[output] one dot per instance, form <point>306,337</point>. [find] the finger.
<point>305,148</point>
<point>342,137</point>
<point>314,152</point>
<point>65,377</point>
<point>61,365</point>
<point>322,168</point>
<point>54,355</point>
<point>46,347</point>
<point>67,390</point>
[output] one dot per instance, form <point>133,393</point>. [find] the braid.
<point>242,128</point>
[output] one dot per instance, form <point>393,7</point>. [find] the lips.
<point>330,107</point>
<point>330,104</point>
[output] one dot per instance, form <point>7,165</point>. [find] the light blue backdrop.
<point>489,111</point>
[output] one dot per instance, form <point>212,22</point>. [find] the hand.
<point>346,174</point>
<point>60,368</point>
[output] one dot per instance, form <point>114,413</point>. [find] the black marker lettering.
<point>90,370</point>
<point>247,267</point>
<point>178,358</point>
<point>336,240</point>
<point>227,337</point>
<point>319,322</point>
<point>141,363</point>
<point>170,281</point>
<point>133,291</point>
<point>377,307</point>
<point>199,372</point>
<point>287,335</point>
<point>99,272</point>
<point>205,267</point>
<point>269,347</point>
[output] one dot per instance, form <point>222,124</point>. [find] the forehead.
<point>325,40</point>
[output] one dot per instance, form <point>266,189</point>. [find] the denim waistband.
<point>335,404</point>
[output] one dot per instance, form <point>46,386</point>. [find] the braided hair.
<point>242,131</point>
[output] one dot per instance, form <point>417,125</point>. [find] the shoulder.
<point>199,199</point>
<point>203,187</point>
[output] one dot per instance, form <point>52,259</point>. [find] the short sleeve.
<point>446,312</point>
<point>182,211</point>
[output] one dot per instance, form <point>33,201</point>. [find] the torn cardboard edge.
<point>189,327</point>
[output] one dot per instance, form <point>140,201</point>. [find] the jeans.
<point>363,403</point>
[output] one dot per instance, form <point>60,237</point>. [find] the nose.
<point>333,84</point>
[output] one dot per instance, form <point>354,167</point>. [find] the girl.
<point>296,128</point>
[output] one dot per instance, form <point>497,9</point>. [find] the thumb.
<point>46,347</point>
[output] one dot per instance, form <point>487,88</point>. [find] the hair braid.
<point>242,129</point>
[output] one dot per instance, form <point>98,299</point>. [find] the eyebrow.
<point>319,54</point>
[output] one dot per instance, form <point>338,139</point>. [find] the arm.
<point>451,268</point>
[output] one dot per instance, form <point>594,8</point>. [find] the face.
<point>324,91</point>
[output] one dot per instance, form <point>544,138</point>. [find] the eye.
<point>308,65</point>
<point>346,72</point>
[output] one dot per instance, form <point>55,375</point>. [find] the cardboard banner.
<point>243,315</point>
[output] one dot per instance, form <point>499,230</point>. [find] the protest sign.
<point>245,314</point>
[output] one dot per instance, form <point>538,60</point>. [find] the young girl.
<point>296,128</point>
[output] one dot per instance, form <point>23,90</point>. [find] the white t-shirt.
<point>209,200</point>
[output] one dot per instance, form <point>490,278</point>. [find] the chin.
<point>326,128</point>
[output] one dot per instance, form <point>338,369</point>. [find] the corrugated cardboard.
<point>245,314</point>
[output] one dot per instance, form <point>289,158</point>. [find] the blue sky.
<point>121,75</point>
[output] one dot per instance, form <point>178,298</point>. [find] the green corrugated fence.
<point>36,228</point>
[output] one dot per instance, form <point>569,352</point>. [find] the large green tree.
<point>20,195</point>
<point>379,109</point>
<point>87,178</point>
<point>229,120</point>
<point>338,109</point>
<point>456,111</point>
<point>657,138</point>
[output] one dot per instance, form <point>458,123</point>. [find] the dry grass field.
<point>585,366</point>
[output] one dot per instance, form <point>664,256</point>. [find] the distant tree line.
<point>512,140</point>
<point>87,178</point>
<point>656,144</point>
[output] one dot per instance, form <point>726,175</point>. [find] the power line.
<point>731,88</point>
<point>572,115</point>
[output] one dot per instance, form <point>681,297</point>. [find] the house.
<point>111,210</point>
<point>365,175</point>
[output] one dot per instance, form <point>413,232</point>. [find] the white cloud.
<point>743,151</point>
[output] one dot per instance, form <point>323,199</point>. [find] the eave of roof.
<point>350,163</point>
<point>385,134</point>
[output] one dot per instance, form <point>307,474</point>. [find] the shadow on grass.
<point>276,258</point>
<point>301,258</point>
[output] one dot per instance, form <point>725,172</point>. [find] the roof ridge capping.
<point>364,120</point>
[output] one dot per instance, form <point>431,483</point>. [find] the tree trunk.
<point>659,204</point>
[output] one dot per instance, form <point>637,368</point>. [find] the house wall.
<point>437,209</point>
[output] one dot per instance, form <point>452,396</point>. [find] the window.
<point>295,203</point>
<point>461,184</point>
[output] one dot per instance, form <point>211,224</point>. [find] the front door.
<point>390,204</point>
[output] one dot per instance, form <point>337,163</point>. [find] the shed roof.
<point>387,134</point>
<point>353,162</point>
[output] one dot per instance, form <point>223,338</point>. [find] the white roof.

◆ Problem details:
Lay out every line above as a Markdown table with two columns, No. and Text, holding each line's number and the line itself, and leave out any blank lines.

◆ Correct answer:
| No. | Text |
|---|---|
| 1 | [output] one dot per instance, form <point>306,337</point>. [find] the finger. |
| 2 | <point>305,148</point> |
| 3 | <point>342,137</point> |
| 4 | <point>314,152</point> |
| 5 | <point>65,377</point> |
| 6 | <point>61,365</point> |
| 7 | <point>322,168</point> |
| 8 | <point>54,355</point> |
| 9 | <point>46,347</point> |
| 10 | <point>67,390</point> |
| 11 | [output] one dot per instance, form <point>133,393</point>. [find] the braid. |
| 12 | <point>242,128</point> |
| 13 | [output] one dot per instance, form <point>393,7</point>. [find] the lips. |
| 14 | <point>330,107</point> |
| 15 | <point>330,104</point> |
| 16 | [output] one dot per instance, form <point>7,165</point>. [find] the light blue backdrop. |
| 17 | <point>489,111</point> |
| 18 | [output] one dot per instance, form <point>212,22</point>. [find] the hand. |
| 19 | <point>346,174</point> |
| 20 | <point>60,368</point> |
| 21 | [output] one dot per instance, form <point>114,413</point>. [find] the black marker lettering. |
| 22 | <point>90,370</point> |
| 23 | <point>247,267</point> |
| 24 | <point>178,358</point> |
| 25 | <point>336,240</point> |
| 26 | <point>227,337</point> |
| 27 | <point>319,322</point> |
| 28 | <point>141,363</point> |
| 29 | <point>170,281</point> |
| 30 | <point>133,291</point> |
| 31 | <point>377,307</point> |
| 32 | <point>199,372</point> |
| 33 | <point>287,335</point> |
| 34 | <point>99,272</point> |
| 35 | <point>205,267</point> |
| 36 | <point>269,347</point> |
| 37 | [output] one dot per instance, form <point>222,124</point>. [find] the forehead. |
| 38 | <point>325,40</point> |
| 39 | [output] one dot per instance, form <point>266,189</point>. [find] the denim waistband. |
| 40 | <point>335,404</point> |
| 41 | [output] one dot per instance, form <point>46,386</point>. [find] the braided hair. |
| 42 | <point>242,131</point> |
| 43 | [output] one dot per instance, form <point>417,125</point>. [find] the shoulder. |
| 44 | <point>199,199</point> |
| 45 | <point>203,187</point> |
| 46 | [output] one dot per instance, form <point>52,259</point>. [find] the short sleeve. |
| 47 | <point>446,312</point> |
| 48 | <point>182,211</point> |
| 49 | [output] one dot per instance, form <point>33,201</point>. [find] the torn cardboard edge. |
| 50 | <point>189,327</point> |
| 51 | [output] one dot per instance, form <point>140,201</point>. [find] the jeans. |
| 52 | <point>363,403</point> |
| 53 | [output] one dot per instance, form <point>60,237</point>. [find] the nose. |
| 54 | <point>333,84</point> |
| 55 | [output] one dot per instance, form <point>354,167</point>. [find] the girl. |
| 56 | <point>296,128</point> |
| 57 | [output] one dot per instance, form <point>497,9</point>. [find] the thumb. |
| 58 | <point>46,347</point> |
| 59 | [output] one dot per instance, form <point>487,88</point>. [find] the hair braid. |
| 60 | <point>242,129</point> |
| 61 | [output] one dot per instance, form <point>98,299</point>. [find] the eyebrow. |
| 62 | <point>319,54</point> |
| 63 | [output] one dot per instance, form <point>338,139</point>. [find] the arm. |
| 64 | <point>451,268</point> |
| 65 | [output] one dot per instance, form <point>594,8</point>. [find] the face. |
| 66 | <point>324,91</point> |
| 67 | [output] one dot per instance, form <point>544,138</point>. [find] the eye. |
| 68 | <point>308,65</point> |
| 69 | <point>346,72</point> |
| 70 | [output] one dot per instance, form <point>55,375</point>. [find] the cardboard banner. |
| 71 | <point>243,315</point> |
| 72 | [output] one dot per instance, form <point>499,230</point>. [find] the protest sign. |
| 73 | <point>245,314</point> |
| 74 | [output] one dot per instance, form <point>538,60</point>. [find] the young girl. |
| 75 | <point>296,128</point> |
| 76 | [output] one dot per instance, form <point>23,90</point>. [find] the white t-shirt. |
| 77 | <point>209,200</point> |
| 78 | [output] one dot per instance, form <point>490,278</point>. [find] the chin. |
| 79 | <point>326,128</point> |
| 80 | [output] one dot per instance, form <point>338,369</point>. [find] the corrugated cardboard. |
| 81 | <point>245,314</point> |
| 82 | [output] one dot per instance, form <point>289,158</point>. [find] the blue sky. |
| 83 | <point>121,75</point> |
| 84 | [output] one dot per instance, form <point>178,298</point>. [find] the green corrugated fence. |
| 85 | <point>36,228</point> |
| 86 | [output] one dot per instance, form <point>569,352</point>. [find] the large green tree. |
| 87 | <point>20,195</point> |
| 88 | <point>379,109</point> |
| 89 | <point>87,178</point> |
| 90 | <point>229,120</point> |
| 91 | <point>338,109</point> |
| 92 | <point>456,111</point> |
| 93 | <point>657,138</point> |
| 94 | [output] one dot per instance, form <point>458,123</point>. [find] the dry grass field. |
| 95 | <point>585,366</point> |
| 96 | [output] one dot per instance, form <point>664,256</point>. [find] the distant tree line. |
| 97 | <point>512,140</point> |
| 98 | <point>87,178</point> |
| 99 | <point>656,144</point> |
| 100 | [output] one dot per instance, form <point>726,175</point>. [find] the power line. |
| 101 | <point>731,88</point> |
| 102 | <point>572,115</point> |
| 103 | [output] one dot per instance, form <point>681,297</point>. [find] the house. |
| 104 | <point>111,210</point> |
| 105 | <point>365,175</point> |
| 106 | [output] one dot per instance, form <point>413,232</point>. [find] the white cloud. |
| 107 | <point>743,151</point> |
| 108 | [output] one dot per instance, form <point>323,199</point>. [find] the eave of roof. |
| 109 | <point>350,163</point> |
| 110 | <point>385,134</point> |
| 111 | [output] one dot per instance, form <point>307,474</point>. [find] the shadow on grass. |
| 112 | <point>276,258</point> |
| 113 | <point>301,258</point> |
| 114 | [output] one dot per instance, form <point>725,172</point>. [find] the roof ridge capping. |
| 115 | <point>364,120</point> |
| 116 | [output] one dot per instance, form <point>431,483</point>. [find] the tree trunk. |
| 117 | <point>659,204</point> |
| 118 | [output] one dot per instance, form <point>637,368</point>. [find] the house wall. |
| 119 | <point>437,209</point> |
| 120 | [output] one dot per instance, form <point>452,396</point>. [find] the window. |
| 121 | <point>295,203</point> |
| 122 | <point>461,184</point> |
| 123 | [output] one dot per instance, form <point>211,224</point>. [find] the front door. |
| 124 | <point>390,204</point> |
| 125 | [output] one dot per instance, form <point>337,163</point>. [find] the shed roof. |
| 126 | <point>387,134</point> |
| 127 | <point>353,162</point> |
| 128 | [output] one dot per instance, form <point>223,338</point>. [find] the white roof. |